**SELECTED PASSAGE:**
------------------------------------

= Deputy leader =

Second-in-command of a political party

A deputy leader (in Scottish English, sometimes depute leader) in the Westminster system is the second-in-command of a political party, behind the party leader. Deputy leaders often become Deputy prime minister when their parties are elected to government. The deputy leader may take on the role of the leader if the current leader is, for some reason, unable to perform their role as leader. For example, the deputy leader often takes the place of the party leader at question time sessions in their absence. They also often have other responsibilities of party management.

------------------------------------

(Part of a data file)

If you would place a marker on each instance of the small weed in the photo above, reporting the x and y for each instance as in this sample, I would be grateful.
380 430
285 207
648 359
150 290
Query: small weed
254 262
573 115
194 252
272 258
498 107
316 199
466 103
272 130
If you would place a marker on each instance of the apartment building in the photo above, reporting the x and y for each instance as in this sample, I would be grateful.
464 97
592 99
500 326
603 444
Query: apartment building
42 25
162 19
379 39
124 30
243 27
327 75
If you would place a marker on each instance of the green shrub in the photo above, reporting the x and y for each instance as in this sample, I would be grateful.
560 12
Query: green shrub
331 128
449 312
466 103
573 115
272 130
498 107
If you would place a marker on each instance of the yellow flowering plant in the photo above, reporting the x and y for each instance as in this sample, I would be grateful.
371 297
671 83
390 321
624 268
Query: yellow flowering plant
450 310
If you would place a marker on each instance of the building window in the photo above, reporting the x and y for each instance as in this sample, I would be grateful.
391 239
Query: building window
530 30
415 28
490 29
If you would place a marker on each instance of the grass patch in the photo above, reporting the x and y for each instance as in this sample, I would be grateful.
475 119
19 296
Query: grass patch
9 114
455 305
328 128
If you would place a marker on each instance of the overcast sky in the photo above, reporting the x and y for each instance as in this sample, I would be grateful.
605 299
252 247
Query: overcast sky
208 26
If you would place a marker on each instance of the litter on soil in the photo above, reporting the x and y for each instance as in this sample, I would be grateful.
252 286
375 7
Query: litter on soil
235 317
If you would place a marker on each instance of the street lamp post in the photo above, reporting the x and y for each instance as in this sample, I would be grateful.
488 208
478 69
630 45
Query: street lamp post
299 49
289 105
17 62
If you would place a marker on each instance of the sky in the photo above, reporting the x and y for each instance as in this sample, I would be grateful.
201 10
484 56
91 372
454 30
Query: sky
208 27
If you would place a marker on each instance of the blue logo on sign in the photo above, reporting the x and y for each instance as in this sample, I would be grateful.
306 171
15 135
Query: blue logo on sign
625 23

------------------------------------

**PROBLEM REQUIREMENTS:**
Please write out the passage on deputy leaders word for word, starting with "A deputy leader" and going on through "of party management.".

**WRITTEN REPLY:**
A deputy leader (in Scottish English, sometimes depute leader) in the Westminster system is the second-in-command of a political party, behind the party leader. Deputy leaders often become Deputy prime minister when their parties are elected to government. The deputy leader may take on the role of the leader if the current leader is, for some reason, unable to perform their role as leader. For example, the deputy leader often takes the place of the party leader at question time sessions in their absence. They also often have other responsibilities of party management.